╭──
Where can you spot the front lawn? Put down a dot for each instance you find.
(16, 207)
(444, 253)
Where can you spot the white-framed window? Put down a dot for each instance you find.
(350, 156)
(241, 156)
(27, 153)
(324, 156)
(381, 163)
╰──
WORK ORDER: Start at the line with "Where can you spot the white-framed". Give that line and every line after it again, word for word, through the last line above.

WRITTEN RESPONSE:
Where can you spot the white-framed window? Put down a dot for each instance you find.
(350, 156)
(241, 156)
(27, 153)
(324, 156)
(381, 163)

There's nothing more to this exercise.